* _PROBLEM TO WORK ON_:
Rewrite every line of the entries below as a numbered list, omitting any blank lines.

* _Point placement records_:
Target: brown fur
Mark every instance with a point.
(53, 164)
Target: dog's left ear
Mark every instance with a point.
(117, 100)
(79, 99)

* _RESPONSE FOR THIS EXERCISE_:
1. Target: brown fur
2. Mark every instance with a point.
3. (53, 164)
4. Target: dog's left ear
5. Mark every instance with a point.
6. (117, 100)
7. (79, 99)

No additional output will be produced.